• _Extrait de page_:
□ □ □ □ □
Ainsi, il n'y a pas de fidélité relative, et il n'y a pas de fidélité absolue. Il n'y a que la fidélité tout court, cette réalité simple, élémentaire, quotidienne et éternelle, solide comme le roc et qui pourtant nous apparaît trop souvent comme merveilleuse et inaccessible.

Mais quel est l'obstacle qui se dresse ainsi entre cette splendeur de la fidélité et la misère de notre pauvre humanité ? Notre texte nous le dit clairement : la peur de souffrir.

N'aie pas peur de souffrir ! Sois fidèle jusqu'à la mort. Et tu auras la couronne de vie !

La peur de souffrir ! Ce sentiment qui peut être lâche, déshonorant et vil, et pourtant si humain et si compréhensible, voilà ce qui explique toutes les infidélités humaines. La peur de souffrir dans son corps ou dans son âme, dans ses aises, dans son confort, dans sa situation, dans ses convictions, ne cherchez pas ailleurs : c'est bien là que réside la source de toutes les trahisons.
□ □ □ □ □
• _Section des données_:
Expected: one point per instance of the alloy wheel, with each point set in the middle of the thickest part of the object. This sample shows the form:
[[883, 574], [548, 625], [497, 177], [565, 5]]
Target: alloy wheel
□ □ □ □ □
• _Travail à faire_:
1. Mettez à jour le texte sur la fidélité en le réécrivant en commençant à « Mais quel est » et en terminant à « peur de souffrir. ». Remplacez « obstacle » par « écueil ».
2. Écrivez la suite du texte sur la fidélité, à partir de sa dernière phrase.

• _Réponses dans l'ordre_:
1.
Mais quel est l'écueil qui se dresse ainsi entre cette splendeur de la fidélité et la misère de notre pauvre humanité ? Notre texte nous le dit clairement : la peur de souffrir.

2.
L'âme de toute une génération a été chez nous et est encore profondément viciée par cette appréhension néfaste. L'éducation de l'enfance et de la jeunesse n'est-elle pas inspirée depuis longtemps par le désir d'épargner tout effort, par la peur de souffrir et de faire souffrir ? Et n'avons-nous pas assisté lors de la période de prospérité, à un véritable déchaînement de jouissance et à une recherche obsédante de tout ce qui pourrait supprimer ou écarter la souffrance ? Alors il ne faut pas s'étonner ; lorsqu'a sonné l'heure de graves fidélités, la peur, la peur de souffrir, avait déjà accompli dans un grand nombre d'âmes son action néfaste et dissolvante. Et il ne faut pas s'étonner que cela continue.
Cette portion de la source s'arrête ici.